##### EXTRAIT DU DOCUMENT

Jusqu’où peut mener la détestation du père tyrannique, sadique et violent ? Jusqu’à souhaiter sa mort de tout son être, répond Miguel Ángel Oeste (Málaga, 1972), auteur de plusieurs romans et réalisateur de films documentaires, qui, devenu père de deux filles, entreprend une plongée dans les racines de la peur terrible qui ne le quitte plus et pourrit son existence depuis le plus jeune âge. Jusqu’à vouloir le tuer de ses propres mains ? C’est ce sentiment atroce de servitude et ce besoin impérieux de libération qui donnent son élan à cette autofiction glaçante, témoignage de la maltraitance infantile subie par l’auteur, captif d’un foyer terrassé par la drogue, l’alcool et une sexualité morbide dans l’Espagne du franquisme déclinant.

##########

CONSIGNE A:
D'après l'extrait sur l'autofiction de Miguel Ángel Oeste, combien de filles l'auteur a-t-il ?
CONSIGNE B:
Donnez la suite de l'extrait sur l'autofiction de Miguel Ángel Oeste, à partir de sa dernière phrase.
Les entrées n'interviennent en rien dans cet exercice.

##### ENTRÉES EXTRAITES

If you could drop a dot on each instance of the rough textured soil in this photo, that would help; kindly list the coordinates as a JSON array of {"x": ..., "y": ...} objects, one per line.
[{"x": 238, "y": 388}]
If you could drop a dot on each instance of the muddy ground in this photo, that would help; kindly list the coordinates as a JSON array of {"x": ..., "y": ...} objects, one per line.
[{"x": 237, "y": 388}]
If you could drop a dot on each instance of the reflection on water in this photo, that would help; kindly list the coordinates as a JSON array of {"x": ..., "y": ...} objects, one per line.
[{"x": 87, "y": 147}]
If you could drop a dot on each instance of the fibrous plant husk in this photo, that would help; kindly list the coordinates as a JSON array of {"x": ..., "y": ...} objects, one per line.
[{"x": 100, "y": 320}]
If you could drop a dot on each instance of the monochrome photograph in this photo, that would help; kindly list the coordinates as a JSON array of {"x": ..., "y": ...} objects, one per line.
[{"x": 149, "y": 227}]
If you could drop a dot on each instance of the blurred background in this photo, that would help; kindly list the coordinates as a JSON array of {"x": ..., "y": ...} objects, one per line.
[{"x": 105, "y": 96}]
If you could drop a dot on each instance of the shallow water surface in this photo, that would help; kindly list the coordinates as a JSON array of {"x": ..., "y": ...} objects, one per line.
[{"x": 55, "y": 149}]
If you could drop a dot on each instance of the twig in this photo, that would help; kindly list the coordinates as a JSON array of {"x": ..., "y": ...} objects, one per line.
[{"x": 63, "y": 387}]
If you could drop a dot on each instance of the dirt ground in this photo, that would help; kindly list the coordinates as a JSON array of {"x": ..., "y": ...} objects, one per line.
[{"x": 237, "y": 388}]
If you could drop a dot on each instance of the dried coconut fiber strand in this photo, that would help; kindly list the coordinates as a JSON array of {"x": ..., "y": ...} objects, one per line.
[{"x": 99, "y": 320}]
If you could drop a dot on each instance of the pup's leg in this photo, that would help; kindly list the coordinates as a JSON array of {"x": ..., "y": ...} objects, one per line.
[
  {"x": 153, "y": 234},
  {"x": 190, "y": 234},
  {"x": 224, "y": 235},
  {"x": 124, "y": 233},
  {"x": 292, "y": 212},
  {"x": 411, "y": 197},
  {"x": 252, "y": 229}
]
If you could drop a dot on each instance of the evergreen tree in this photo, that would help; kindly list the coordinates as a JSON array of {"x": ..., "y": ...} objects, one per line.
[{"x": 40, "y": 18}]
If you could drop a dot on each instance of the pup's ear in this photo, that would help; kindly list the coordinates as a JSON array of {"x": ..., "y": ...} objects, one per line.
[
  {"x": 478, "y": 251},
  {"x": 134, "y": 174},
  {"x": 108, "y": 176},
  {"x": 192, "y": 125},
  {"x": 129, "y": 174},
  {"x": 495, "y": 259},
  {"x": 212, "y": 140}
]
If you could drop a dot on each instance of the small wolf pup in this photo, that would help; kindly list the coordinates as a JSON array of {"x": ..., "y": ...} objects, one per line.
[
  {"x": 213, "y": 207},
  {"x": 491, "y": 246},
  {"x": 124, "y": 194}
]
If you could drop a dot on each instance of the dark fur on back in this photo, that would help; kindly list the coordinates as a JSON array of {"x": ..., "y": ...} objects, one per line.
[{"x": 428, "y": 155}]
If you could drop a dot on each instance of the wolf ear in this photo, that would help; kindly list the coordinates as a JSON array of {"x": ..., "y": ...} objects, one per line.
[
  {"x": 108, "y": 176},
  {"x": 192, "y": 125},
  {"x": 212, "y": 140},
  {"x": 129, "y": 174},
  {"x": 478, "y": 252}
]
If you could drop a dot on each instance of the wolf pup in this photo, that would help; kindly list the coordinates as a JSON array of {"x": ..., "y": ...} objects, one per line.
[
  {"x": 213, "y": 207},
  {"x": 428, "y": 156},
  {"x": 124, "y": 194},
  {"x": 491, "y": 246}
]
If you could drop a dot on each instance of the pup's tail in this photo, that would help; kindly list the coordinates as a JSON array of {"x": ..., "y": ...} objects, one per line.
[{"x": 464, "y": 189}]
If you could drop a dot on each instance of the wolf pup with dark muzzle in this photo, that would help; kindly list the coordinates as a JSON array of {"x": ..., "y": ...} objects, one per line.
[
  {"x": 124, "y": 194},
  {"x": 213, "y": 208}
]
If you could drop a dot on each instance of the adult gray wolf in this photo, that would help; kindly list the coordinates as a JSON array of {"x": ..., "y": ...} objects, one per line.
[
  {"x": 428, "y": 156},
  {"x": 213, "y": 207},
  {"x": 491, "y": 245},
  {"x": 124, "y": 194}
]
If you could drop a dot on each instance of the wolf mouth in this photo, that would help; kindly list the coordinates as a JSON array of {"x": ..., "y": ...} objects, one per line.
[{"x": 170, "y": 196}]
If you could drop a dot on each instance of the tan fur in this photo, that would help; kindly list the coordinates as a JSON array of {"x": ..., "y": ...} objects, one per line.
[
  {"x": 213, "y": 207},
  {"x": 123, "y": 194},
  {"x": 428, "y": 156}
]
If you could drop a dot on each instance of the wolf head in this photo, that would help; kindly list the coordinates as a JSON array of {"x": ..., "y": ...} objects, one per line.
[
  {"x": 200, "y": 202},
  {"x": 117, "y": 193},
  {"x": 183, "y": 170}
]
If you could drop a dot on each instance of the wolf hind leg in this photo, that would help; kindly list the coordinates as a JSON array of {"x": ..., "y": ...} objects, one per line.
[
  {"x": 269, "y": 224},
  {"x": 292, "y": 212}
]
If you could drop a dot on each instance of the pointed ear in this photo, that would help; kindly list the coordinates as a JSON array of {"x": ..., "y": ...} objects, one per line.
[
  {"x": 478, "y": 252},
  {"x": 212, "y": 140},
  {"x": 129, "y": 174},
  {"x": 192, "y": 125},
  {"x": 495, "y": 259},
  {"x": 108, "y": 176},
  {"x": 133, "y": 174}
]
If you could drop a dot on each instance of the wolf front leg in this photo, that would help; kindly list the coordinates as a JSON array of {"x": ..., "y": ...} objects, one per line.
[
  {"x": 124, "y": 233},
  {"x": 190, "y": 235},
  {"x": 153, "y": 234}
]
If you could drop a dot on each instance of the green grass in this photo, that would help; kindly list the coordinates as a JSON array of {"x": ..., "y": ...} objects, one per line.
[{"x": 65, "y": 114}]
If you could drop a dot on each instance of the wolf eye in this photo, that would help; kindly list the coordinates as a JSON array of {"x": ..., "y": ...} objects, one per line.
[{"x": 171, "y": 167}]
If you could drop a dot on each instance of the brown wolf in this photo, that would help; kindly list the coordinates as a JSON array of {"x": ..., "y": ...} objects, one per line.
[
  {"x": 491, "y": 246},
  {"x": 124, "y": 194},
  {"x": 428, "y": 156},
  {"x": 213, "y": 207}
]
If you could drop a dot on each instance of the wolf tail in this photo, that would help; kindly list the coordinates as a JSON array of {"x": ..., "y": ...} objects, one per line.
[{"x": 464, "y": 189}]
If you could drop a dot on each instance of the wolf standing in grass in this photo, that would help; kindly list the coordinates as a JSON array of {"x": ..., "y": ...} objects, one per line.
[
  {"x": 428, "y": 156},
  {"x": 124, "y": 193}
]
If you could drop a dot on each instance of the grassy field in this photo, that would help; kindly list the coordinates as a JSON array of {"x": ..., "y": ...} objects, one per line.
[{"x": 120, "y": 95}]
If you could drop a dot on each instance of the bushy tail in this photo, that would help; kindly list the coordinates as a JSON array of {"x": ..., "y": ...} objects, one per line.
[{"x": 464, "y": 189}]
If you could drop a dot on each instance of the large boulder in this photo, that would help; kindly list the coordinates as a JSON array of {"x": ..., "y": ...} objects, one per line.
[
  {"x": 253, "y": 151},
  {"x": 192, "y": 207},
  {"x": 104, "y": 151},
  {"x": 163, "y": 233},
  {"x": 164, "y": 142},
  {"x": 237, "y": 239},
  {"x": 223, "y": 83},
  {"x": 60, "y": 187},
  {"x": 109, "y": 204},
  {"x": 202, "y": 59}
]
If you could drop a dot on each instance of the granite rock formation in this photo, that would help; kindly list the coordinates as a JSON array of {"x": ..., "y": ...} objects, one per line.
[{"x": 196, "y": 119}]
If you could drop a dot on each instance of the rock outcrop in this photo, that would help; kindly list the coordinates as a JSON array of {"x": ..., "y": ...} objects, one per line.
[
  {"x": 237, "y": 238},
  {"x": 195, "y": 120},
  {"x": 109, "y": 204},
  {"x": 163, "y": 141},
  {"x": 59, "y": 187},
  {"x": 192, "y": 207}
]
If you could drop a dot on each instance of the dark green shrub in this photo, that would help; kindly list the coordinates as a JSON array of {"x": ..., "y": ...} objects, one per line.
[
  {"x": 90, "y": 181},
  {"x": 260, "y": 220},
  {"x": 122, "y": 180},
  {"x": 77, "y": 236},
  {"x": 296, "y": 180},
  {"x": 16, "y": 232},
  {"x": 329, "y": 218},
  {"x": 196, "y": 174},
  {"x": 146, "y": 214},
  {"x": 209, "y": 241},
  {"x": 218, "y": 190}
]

##########
##### ENTRÉES EXTRAITES

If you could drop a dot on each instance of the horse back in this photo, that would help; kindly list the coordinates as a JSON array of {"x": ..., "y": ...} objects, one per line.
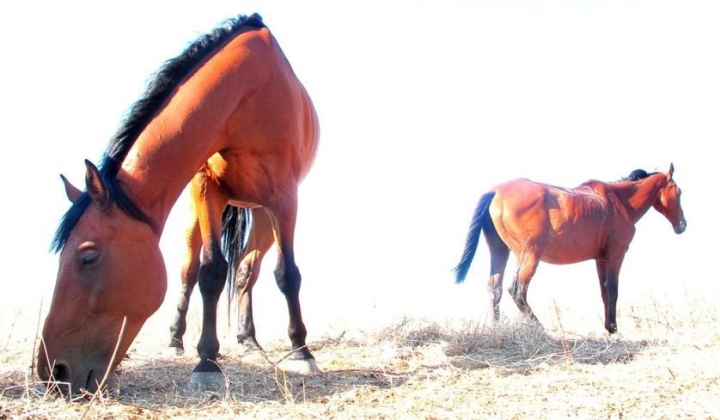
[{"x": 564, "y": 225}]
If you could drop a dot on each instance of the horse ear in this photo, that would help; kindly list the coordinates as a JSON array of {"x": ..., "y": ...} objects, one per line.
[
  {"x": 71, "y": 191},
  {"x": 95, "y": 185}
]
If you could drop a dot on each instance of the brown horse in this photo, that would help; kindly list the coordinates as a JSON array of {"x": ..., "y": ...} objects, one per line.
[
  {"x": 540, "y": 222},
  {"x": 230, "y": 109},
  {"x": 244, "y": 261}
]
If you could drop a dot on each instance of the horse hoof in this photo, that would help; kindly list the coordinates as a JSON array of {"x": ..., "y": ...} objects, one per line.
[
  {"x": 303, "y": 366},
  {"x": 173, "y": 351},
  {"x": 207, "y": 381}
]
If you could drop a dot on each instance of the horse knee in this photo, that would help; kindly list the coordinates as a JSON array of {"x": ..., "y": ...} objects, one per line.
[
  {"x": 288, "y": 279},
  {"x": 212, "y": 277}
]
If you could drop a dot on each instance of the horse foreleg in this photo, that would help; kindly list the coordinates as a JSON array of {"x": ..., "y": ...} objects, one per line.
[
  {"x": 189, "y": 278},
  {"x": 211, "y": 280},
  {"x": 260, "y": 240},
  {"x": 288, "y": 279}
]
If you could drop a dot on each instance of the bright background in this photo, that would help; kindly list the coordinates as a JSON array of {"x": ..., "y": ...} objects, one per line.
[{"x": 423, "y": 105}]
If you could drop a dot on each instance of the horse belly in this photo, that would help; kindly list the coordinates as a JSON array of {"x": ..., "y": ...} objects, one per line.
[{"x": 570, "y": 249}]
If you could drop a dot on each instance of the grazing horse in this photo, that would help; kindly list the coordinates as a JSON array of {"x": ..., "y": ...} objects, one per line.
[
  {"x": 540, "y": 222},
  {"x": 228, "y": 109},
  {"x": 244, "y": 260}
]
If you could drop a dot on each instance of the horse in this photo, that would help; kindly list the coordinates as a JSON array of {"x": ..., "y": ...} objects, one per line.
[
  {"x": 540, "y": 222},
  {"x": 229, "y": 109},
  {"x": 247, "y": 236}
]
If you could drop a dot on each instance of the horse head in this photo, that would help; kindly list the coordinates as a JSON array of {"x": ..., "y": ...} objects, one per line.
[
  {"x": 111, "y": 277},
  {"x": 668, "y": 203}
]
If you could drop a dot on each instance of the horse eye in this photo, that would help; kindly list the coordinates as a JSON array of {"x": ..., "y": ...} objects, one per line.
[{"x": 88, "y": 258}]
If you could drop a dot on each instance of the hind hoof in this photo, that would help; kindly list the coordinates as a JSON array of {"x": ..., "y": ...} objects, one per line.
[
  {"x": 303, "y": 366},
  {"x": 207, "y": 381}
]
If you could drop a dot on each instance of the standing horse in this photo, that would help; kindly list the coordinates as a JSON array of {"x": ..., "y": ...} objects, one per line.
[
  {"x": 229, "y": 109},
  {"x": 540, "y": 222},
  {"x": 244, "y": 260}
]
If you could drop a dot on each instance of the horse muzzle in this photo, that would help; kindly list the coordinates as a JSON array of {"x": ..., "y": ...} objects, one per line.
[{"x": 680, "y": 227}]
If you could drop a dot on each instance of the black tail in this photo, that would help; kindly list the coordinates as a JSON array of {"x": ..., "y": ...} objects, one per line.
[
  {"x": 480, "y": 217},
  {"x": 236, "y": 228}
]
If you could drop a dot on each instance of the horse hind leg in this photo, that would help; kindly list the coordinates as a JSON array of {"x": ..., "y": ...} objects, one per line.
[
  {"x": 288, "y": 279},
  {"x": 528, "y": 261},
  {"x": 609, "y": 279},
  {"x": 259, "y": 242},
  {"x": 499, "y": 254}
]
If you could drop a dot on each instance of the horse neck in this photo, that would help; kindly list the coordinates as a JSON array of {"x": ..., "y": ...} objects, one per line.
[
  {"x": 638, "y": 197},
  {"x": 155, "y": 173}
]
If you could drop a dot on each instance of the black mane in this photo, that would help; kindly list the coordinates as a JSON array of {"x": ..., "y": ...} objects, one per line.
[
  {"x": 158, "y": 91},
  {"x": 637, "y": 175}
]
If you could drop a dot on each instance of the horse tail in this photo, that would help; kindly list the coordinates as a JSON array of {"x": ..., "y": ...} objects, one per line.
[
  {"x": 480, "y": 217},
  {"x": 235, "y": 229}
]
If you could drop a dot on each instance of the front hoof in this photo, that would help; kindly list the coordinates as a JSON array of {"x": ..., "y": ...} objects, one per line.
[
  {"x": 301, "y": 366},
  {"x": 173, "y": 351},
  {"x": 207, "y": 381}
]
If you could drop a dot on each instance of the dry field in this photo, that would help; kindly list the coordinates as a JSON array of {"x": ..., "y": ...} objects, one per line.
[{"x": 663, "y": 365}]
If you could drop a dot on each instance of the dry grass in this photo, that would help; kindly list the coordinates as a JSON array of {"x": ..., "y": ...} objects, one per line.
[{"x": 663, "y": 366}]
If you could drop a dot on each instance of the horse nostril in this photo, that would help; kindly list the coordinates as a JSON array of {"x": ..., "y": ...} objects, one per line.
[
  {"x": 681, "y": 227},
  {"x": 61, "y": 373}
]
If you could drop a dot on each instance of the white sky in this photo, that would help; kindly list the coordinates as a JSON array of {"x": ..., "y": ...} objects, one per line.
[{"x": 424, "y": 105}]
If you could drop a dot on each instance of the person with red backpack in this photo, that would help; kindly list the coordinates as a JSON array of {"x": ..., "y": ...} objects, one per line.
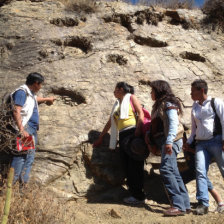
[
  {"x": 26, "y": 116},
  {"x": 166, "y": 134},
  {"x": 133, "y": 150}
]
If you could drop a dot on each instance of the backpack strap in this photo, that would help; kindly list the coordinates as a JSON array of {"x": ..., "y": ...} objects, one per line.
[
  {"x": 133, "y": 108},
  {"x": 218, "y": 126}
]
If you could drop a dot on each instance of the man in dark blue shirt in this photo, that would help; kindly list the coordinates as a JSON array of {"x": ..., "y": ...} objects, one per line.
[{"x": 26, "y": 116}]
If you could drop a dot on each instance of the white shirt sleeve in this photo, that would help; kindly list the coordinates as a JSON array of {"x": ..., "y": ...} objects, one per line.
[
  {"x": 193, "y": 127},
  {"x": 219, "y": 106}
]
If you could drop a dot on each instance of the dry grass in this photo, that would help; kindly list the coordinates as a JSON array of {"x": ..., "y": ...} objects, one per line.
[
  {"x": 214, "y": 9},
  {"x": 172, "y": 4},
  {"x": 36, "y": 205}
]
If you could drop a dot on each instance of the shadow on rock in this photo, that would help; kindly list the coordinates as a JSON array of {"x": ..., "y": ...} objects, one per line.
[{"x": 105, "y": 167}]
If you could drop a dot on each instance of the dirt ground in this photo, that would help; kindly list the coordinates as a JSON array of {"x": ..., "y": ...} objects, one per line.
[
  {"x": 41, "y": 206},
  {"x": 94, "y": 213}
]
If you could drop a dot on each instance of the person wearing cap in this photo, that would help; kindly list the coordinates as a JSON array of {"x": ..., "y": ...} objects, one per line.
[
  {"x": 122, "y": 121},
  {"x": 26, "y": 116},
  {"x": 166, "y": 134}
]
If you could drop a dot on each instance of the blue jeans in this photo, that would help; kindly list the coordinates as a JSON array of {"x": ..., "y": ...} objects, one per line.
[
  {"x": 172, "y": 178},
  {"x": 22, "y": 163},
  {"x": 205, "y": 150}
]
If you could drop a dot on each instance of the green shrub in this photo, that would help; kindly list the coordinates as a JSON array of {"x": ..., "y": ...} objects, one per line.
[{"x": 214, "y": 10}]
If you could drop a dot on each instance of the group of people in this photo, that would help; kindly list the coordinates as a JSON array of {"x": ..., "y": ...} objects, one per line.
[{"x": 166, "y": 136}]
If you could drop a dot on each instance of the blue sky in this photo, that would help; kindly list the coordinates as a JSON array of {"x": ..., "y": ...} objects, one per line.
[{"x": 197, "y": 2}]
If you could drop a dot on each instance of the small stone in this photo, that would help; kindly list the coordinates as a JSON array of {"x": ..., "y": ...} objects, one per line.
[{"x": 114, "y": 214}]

##########

RÉPONSE A:
Il a deux filles.

RÉPONSE B:
Fruit d’un mariage bancal voué à l’échec, de l’aveu de ses grands-parents, le jeune Miguel Ángel et son frère feront, dans leur enfance et adolescence, les frais de la brutalité et des pulsions de mort qui sont l’ordinaire de leurs parents, deux âmes rebelles, codépendantes et en rupture familiale, car refusant de se plier au conservatisme social de l’époque ; deux jeunes qui vivent à fond le semblant d’ouverture qui pointe son nez dans le sud de la péninsule investi par les fêtards venus de l’Europe libérale. Lui est employé dans un bar de Torremolinos et commence à prendre goût à cette existence d’excès et d’amour libre ; elle, d’une beauté ravageuse, accepte de poser pour les catalogues de lingerie, contrevenant à tous les codes de la vertu. Ils se retrouvent la nuit pour s’adonner à une sexualité brutale, aveugle et risquée jusqu’au jour où ils se font surprendre par les parents de la jeune « outragée ». Aussi devront-ils régulariser leur relation, sans que ni l’un ni l’autre n’en aient jamais formulé le désir. L’occasion de le faire entrer dans le rang, d’après les parents du jeune satyre ; une façon de laver l’affront en ce qui concerne ceux de la future mère du narrateur.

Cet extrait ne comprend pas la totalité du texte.